===== SELECTED TEXT =====

I started to notice things about him I didn't like. In reality, my cyber-boyfriend was quite different, and much more flawed, than my projected dream guy. He disclosed shockingly personal details about his wife, which somehow seemed more disloyal than his online affair with me. He had a habit of beginning relationships and then abruptly ending them over imagined slights, which left me diagnosing him with a personality disorder. He drank cheap wine like a fish, which caused me to suggest he "speak to someone" and attend AA. His verbose e-mails turned boring. His sensitive side somehow morphed into impotent self-indulgence. The man I'd envisioned as truly enlightened seemed consumed with unending, dark despair. This portrayal of him is certainly unfair and exaggerated, but when the infatuation that held his image together evaporated, leaving me disillusioned and "alone," this was what I saw. It ended through e-mails as easily as it had started, but not without pain.
Returning to confront the realities of my marriage, I began to understand that, as a couple, my husband and I weren't unassailable. If this other man had all these negative feelings that he was too afraid to express to his wife, or that she was too deaf to hear, might not my husband have his own storehouse of disappointments with me? Was I deaf? If I could be seduced and seducing, couldn't he? Couldn't his heart, almost against his will, alight on another? For the first time in decades, I felt separate from my husband in the way you feel separate from someone you don't take for granted: separate but equal—not enmeshed, not half of something. For the first time in many years, I saw him as unfamiliar; as someone I didn't fully know.

=====

▸ **TASK DETAILS**
Copy out the full passage about the online affair and the marriage, word for word and with nothing changed.

===== EXTRACTED ENTRIES =====

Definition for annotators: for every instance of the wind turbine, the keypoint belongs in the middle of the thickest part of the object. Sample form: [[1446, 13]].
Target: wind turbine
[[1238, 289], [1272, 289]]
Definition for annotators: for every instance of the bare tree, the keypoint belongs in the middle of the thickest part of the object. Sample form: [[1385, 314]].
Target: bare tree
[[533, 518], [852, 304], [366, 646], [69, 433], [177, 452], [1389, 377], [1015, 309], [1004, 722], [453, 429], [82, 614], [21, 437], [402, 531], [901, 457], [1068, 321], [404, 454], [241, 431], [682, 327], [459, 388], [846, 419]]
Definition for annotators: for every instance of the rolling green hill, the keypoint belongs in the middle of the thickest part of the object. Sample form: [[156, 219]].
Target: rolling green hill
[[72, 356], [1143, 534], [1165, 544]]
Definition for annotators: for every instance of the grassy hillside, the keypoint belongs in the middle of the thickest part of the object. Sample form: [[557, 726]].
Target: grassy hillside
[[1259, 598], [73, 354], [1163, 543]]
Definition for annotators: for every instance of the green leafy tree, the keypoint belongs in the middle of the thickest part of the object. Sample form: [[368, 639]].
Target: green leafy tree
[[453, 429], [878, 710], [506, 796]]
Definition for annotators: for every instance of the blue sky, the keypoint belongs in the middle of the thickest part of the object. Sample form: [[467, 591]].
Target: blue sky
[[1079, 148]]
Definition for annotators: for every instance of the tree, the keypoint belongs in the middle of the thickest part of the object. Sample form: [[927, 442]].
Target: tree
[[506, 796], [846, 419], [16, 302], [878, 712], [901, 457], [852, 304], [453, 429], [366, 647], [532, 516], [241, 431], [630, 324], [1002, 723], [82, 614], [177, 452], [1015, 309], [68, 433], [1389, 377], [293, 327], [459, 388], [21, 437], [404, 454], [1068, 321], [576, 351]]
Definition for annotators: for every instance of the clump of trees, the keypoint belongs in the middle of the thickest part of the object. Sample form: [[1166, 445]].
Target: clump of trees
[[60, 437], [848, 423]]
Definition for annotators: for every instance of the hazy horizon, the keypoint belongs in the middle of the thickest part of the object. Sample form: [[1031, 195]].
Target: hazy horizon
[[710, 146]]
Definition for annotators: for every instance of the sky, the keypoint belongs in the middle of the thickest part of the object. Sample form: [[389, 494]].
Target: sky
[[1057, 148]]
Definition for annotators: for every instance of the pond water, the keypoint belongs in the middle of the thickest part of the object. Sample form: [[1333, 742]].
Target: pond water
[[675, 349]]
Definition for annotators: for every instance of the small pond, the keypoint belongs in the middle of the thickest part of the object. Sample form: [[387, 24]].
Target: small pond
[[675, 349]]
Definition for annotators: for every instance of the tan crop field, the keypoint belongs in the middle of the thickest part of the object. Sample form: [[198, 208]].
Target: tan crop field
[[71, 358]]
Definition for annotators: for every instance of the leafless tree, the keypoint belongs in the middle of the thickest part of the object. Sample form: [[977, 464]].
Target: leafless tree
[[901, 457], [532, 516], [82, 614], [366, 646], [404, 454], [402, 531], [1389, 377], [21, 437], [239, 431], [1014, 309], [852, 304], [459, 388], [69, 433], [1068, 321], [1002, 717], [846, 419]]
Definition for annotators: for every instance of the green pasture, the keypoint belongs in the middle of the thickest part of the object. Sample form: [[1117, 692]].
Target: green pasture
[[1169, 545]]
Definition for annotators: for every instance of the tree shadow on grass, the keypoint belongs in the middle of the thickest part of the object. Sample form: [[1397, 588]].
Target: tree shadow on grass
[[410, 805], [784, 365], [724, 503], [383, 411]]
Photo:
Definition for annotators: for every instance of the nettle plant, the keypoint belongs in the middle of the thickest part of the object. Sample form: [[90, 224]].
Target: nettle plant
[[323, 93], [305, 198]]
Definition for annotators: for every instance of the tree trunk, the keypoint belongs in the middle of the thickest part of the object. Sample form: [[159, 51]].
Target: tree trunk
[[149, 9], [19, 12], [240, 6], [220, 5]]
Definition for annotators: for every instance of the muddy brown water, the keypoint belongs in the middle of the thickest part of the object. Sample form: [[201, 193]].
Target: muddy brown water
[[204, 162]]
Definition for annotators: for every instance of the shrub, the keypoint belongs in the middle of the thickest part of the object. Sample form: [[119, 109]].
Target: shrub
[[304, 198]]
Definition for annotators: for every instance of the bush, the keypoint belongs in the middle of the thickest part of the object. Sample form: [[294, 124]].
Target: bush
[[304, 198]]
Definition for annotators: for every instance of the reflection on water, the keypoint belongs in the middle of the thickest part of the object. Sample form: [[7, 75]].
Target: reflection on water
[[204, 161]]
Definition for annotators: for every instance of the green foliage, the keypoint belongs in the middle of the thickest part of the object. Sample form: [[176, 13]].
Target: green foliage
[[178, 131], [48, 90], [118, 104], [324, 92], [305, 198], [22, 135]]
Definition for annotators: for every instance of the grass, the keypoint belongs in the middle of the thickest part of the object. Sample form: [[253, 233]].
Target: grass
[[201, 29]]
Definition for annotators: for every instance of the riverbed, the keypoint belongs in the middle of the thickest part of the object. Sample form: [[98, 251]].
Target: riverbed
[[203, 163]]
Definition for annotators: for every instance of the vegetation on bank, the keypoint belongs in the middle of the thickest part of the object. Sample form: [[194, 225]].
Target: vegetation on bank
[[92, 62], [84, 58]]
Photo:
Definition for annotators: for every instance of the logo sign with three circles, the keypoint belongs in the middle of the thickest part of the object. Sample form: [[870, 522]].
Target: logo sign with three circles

=====
===== EXTRACTED ENTRIES =====

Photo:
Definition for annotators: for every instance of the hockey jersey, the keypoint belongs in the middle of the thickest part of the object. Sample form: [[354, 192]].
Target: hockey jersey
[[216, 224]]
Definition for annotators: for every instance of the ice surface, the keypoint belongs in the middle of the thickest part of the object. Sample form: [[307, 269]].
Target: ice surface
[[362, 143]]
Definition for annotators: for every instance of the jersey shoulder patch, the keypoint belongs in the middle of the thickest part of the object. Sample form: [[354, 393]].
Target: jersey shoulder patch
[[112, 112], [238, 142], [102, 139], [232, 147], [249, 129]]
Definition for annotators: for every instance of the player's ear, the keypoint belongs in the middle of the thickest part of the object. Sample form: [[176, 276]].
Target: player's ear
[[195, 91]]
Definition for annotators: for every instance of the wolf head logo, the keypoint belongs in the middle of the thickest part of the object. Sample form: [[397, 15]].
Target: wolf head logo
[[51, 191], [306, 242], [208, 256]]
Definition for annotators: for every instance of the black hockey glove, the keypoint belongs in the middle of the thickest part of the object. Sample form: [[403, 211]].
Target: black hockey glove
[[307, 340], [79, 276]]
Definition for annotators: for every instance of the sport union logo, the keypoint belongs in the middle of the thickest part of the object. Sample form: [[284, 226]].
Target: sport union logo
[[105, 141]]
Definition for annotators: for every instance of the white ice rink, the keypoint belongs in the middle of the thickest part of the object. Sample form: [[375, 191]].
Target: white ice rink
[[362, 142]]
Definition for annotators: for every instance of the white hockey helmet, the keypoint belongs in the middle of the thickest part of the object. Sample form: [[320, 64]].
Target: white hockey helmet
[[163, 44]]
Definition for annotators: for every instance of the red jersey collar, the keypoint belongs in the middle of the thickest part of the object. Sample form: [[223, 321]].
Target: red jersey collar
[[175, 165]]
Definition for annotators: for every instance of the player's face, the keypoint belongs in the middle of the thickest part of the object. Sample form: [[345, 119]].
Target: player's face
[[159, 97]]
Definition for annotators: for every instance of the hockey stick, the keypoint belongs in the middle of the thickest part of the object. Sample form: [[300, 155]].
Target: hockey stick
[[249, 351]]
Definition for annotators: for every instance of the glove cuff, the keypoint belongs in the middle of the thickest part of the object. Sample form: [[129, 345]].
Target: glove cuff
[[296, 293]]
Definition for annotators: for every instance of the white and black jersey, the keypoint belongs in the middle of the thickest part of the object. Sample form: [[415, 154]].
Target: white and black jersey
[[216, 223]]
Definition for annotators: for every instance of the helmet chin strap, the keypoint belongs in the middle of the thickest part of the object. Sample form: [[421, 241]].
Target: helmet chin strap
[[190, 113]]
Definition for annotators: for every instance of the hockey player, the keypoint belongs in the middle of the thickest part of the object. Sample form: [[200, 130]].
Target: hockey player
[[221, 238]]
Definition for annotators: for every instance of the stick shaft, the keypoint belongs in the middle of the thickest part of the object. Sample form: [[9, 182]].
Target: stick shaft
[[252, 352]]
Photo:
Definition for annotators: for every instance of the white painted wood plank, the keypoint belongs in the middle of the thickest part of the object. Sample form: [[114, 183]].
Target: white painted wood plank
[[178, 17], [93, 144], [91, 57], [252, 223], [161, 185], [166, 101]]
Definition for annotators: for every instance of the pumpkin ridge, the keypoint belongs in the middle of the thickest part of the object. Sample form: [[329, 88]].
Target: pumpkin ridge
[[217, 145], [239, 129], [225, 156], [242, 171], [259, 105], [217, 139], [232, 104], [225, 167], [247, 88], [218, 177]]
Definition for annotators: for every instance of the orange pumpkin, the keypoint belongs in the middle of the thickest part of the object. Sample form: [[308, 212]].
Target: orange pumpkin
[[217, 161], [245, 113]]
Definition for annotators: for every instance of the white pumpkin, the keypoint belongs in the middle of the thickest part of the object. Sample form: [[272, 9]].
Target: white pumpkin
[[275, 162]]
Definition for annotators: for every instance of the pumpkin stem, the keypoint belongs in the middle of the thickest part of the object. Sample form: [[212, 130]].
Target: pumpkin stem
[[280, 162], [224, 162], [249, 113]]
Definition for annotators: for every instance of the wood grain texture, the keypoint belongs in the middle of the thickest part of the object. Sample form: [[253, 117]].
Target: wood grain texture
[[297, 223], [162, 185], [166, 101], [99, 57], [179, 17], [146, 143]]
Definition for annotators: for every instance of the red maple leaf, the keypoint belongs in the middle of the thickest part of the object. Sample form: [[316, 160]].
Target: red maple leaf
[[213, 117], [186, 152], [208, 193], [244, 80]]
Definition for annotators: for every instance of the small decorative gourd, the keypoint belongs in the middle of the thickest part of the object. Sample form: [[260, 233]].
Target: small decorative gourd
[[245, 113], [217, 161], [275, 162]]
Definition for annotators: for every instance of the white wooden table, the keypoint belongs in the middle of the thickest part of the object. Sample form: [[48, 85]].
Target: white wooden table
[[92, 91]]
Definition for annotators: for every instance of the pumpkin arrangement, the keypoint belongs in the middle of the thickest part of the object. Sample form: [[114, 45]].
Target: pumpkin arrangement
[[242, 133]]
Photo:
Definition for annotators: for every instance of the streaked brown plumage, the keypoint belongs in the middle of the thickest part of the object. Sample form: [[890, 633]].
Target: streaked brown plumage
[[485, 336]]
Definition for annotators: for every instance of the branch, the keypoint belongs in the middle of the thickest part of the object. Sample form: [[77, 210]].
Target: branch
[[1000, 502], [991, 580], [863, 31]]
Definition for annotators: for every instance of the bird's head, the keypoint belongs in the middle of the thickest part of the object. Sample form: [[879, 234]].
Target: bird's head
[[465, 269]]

=====

▸ **FINAL ANSWER**
I started to notice things about him I didn't like. In reality, my cyber-boyfriend was quite different, and much more flawed, than my projected dream guy. He disclosed shockingly personal details about his wife, which somehow seemed more disloyal than his online affair with me. He had a habit of beginning relationships and then abruptly ending them over imagined slights, which left me diagnosing him with a personality disorder. He drank cheap wine like a fish, which caused me to suggest he "speak to someone" and attend AA. His verbose e-mails turned boring. His sensitive side somehow morphed into impotent self-indulgence. The man I'd envisioned as truly enlightened seemed consumed with unending, dark despair. This portrayal of him is certainly unfair and exaggerated, but when the infatuation that held his image together evaporated, leaving me disillusioned and "alone," this was what I saw. It ended through e-mails as easily as it had started, but not without pain.
Returning to confront the realities of my marriage, I began to understand that, as a couple, my husband and I weren't unassailable. If this other man had all these negative feelings that he was too afraid to express to his wife, or that she was too deaf to hear, might not my husband have his own storehouse of disappointments with me? Was I deaf? If I could be seduced and seducing, couldn't he? Couldn't his heart, almost against his will, alight on another? For the first time in decades, I felt separate from my husband in the way you feel separate from someone you don't take for granted: separate but equal—not enmeshed, not half of something. For the first time in many years, I saw him as unfamiliar; as someone I didn't fully know.